→ **原文摘录**:
MatBench/layer2/PGEE/code/step4_high_quality.py

import json
import pandas as pd
from typing import List, Dict, Any, Tuple
from collections import defaultdict, Counter
import numpy as np

class QuestionFilterAndSelector:
    """题目筛选和选择器 - 用于构建高质量评测集"""

    def __init__(self):
        # 各题型的最低难度阈值（排除过于简单的题目）
        self.min_difficulty_thresholds = {
            "calculation": 2,      # 计算题：排除难度1的基础计算
            "short_answer": 2,     # 简答题：排除难度1的简单记忆
            "true_false": 2,       # 判断题：排除难度1的基础概念判断
            "multiple_choice": 2   # 选择题：排除难度1的简单选择
        }

        # 各知识层次的最低难度要求
        self.knowledge_level_min_difficulty = {
            "basic_concepts": 2,      # 基础概念至少难度2（需要理解，不只是记忆）
            "simple_application": 2,   # 简单应用至少难度2
            "medium_application": 2,   # 中等应用至少难度2
            "complex_analysis": 3,     # 复杂分析至少难度3
            "advanced_synthesis": 4    # 高级综合至少难度4
        }

        # 目标题库结构（百分比）
        self.target_distribution = {
            "question_types": {
                "calculation": 0.25,      # 25% 计算题
                "short_answer": 0.45,     # 45% 简答题
                "true_false": 0.15,       # 15% 判断题
                "multiple_choice": 0.15   # 15% 选择题
            },
            "knowledge_levels": {
                "basic_concepts": 0.20,      # 20% 基础概念（但要求难度2+）
                "simple_application": 0.25,  # 25% 简单应用
                "medium_application": 0.30,  # 30% 中等应用
                "complex_analysis": 0.20,    # 20% 复杂分析
                "advanced_synthesis": 0.05   # 5% 高级综合
            },
            "difficulty_levels": {
                1: 0.05,  # 5% 难度1（仅保留最有价值的）
                2: 0.25,  # 25% 难度2
                3: 0.35,  # 35% 难度3
                4: 0.25,  # 25% 难度4
                5: 0.10   # 10% 难度5
            }
        }

    def filter_questions_by_quality(self, questions: List[Dict]) -> List[Dict]:
        """第一步：按质量标准过滤题目"""
        filtered_questions = []

        for q in questions:
            # 基础质量检查
            if not self._is_valid_question(q):
                continue

            question_type = q.get('question_type', '')
            knowledge_level = q.get('knowledge_level', '')
            difficulty = q.get('difficulty', 0)

            # 应用题型最低难度阈值
            min_type_difficulty = self.min_difficulty_thresholds.get(question_type, 1)
            if difficulty < min_type_difficulty:
                continue

            # 应用知识层次最低难度要求
            min_level_difficulty = self.knowledge_level_min_difficulty.get(knowledge_level, 1)

→ **关于物体位置的数据集记录**:
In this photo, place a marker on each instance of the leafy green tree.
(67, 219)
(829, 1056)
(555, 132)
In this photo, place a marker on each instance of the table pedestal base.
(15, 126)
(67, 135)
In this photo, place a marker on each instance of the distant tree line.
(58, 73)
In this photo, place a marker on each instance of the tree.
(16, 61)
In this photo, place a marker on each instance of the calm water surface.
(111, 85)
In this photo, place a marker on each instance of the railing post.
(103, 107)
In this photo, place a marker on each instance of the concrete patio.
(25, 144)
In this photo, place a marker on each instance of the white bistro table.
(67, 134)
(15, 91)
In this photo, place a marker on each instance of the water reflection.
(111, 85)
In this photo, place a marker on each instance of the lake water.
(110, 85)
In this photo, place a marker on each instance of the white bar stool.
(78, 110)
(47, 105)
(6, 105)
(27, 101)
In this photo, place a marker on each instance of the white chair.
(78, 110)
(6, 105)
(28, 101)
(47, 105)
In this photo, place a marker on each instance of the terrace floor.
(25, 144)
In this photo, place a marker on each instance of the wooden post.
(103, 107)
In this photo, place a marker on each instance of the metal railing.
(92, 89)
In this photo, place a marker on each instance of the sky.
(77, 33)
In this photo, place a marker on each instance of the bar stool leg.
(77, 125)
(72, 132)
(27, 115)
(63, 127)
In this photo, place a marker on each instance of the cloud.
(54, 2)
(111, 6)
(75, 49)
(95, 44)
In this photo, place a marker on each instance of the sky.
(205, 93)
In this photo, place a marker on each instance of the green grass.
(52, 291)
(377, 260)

→ **练习目标**:
根据上文代码摘录中的 knowledge_level_min_difficulty，写出其中的每个知识层次及对应的最低难度要求。

→ **参考答案**:
- basic_concepts（基础概念）：2
- simple_application（简单应用）：2
- medium_application（中等应用）：2
- complex_analysis（复杂分析）：3
- advanced_synthesis（高级综合）：4